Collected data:
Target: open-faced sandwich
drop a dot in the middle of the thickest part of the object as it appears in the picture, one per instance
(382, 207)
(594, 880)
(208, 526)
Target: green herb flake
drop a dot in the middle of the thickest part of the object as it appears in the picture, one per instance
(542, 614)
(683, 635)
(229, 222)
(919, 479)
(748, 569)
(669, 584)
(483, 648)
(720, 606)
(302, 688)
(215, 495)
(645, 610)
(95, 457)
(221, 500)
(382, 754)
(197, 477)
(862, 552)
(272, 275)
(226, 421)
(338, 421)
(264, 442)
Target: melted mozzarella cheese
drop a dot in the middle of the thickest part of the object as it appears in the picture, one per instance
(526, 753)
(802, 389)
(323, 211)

#### Problem to work on:
Rewrite all of the material above, changing every "thickest part" to "widest part" and keeping everything else the same.

#### Answer below:
Target: open-faced sandwich
drop a dot in the middle of the widest part of the object as it appears in the picture, one per instance
(382, 207)
(594, 880)
(208, 526)
Target: green herb flake
drop a dot in the middle of the widest part of the object as it appears in the picture, one per instance
(542, 614)
(683, 635)
(229, 222)
(919, 479)
(748, 569)
(669, 584)
(483, 648)
(720, 606)
(302, 688)
(215, 495)
(645, 610)
(95, 457)
(221, 500)
(382, 754)
(197, 477)
(862, 552)
(272, 275)
(226, 421)
(338, 421)
(264, 442)
Target: melted mozzarella cheese
drop a dot in the middle of the widest part of the object as it appears in the picture, one per instance
(526, 753)
(802, 389)
(323, 211)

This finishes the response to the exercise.